Return each line of the material below as a JSON array of strings, one string per line, with blank lines left out.

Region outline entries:
------------------------------
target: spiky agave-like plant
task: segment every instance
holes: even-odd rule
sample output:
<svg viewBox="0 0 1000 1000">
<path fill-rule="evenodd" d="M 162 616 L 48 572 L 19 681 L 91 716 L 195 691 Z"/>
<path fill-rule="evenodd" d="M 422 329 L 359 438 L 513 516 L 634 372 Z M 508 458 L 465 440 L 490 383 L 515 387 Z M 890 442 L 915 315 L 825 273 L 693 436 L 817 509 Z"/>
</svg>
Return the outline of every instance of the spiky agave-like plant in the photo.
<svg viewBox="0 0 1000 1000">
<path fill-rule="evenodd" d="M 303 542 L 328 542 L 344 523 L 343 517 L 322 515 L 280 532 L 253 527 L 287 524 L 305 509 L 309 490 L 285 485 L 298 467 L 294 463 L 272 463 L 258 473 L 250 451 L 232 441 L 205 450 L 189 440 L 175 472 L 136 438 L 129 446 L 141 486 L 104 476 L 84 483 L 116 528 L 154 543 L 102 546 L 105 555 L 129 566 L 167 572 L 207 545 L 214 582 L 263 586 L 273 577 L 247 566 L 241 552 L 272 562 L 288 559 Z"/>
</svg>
------------------------------
Exercise solution:
[
  "target: spiky agave-like plant",
  "task: segment every instance",
  "holes: even-odd rule",
  "sample output:",
  "<svg viewBox=\"0 0 1000 1000\">",
  "<path fill-rule=\"evenodd\" d=\"M 162 616 L 48 572 L 19 681 L 91 716 L 195 691 Z\"/>",
  "<path fill-rule=\"evenodd\" d=\"M 422 329 L 359 438 L 513 516 L 634 372 Z M 508 458 L 465 440 L 490 383 L 515 387 Z M 890 442 L 915 315 L 825 273 L 693 436 L 817 509 Z\"/>",
  "</svg>",
  "Return the outline of every instance of the spiky agave-like plant in the photo.",
  "<svg viewBox=\"0 0 1000 1000\">",
  "<path fill-rule=\"evenodd\" d=\"M 303 542 L 328 542 L 344 523 L 343 517 L 322 515 L 280 532 L 253 527 L 287 524 L 305 509 L 309 490 L 285 485 L 298 467 L 294 463 L 272 463 L 258 473 L 250 451 L 232 441 L 205 450 L 189 440 L 175 472 L 136 438 L 129 446 L 141 486 L 104 476 L 84 483 L 116 528 L 154 543 L 102 546 L 105 555 L 129 566 L 167 572 L 207 545 L 214 582 L 263 586 L 273 577 L 247 566 L 241 552 L 272 562 L 288 559 Z\"/>",
  "</svg>"
]